> **Aim of the exercise**
Lines in the records below that contain the word "test" must each be copied.

> **Extracted records**
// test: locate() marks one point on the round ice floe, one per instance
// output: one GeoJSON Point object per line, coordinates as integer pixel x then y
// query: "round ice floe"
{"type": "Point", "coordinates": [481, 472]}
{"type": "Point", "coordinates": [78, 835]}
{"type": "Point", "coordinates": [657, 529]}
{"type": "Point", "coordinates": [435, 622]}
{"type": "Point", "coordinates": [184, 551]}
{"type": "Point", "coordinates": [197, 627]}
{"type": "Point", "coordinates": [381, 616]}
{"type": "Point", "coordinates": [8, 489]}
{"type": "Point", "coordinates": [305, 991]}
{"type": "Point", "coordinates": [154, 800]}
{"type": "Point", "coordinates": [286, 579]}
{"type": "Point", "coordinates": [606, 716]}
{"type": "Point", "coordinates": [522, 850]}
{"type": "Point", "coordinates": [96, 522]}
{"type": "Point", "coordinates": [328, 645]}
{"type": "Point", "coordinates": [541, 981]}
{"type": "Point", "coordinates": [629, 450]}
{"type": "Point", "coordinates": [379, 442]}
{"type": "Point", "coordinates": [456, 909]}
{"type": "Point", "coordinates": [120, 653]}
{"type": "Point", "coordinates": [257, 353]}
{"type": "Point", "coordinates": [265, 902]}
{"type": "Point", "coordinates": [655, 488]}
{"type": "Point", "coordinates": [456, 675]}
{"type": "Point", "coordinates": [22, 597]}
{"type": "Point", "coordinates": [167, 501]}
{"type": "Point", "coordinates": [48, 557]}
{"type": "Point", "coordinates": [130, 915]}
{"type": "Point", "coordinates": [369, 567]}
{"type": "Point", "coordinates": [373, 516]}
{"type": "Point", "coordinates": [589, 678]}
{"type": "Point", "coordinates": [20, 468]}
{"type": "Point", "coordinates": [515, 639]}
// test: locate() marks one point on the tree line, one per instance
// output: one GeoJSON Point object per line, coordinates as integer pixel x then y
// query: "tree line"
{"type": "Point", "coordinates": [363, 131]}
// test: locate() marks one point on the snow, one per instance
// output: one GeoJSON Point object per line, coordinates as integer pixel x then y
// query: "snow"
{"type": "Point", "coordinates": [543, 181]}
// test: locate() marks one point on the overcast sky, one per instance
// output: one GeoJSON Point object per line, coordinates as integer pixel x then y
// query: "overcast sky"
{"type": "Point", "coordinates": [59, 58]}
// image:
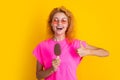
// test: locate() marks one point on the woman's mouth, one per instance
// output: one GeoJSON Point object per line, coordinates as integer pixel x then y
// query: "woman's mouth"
{"type": "Point", "coordinates": [60, 28]}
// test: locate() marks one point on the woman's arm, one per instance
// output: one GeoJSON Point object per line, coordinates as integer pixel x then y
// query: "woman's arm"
{"type": "Point", "coordinates": [40, 73]}
{"type": "Point", "coordinates": [91, 50]}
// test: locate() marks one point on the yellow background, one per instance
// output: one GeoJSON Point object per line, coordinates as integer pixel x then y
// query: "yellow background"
{"type": "Point", "coordinates": [23, 26]}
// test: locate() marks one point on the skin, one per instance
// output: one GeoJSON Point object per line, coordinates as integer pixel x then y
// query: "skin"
{"type": "Point", "coordinates": [60, 20]}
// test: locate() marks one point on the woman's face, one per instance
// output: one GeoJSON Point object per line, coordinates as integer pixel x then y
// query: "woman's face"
{"type": "Point", "coordinates": [59, 23]}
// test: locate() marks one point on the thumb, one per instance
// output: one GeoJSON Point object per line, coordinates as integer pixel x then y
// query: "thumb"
{"type": "Point", "coordinates": [81, 44]}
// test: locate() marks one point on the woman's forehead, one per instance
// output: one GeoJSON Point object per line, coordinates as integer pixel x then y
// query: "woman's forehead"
{"type": "Point", "coordinates": [59, 15]}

> **Answer to this task**
// test: locate() marks one point on the round ice floe, one per instance
// test: locate() marks one point on the tree line, one per instance
// test: locate() marks one point on the snow, one per instance
// test: locate() marks one point on the overcast sky, one per instance
// test: locate() marks one point on the woman's mouth, one per instance
// test: locate() marks one point on the woman's arm, one per instance
// test: locate() marks one point on the yellow background, one per instance
// test: locate() marks one point on the skin, one per instance
// test: locate() marks one point on the woman's face, one per instance
// test: locate() marks one point on the thumb, one per instance
// test: locate() marks one point on the woman's forehead, one per instance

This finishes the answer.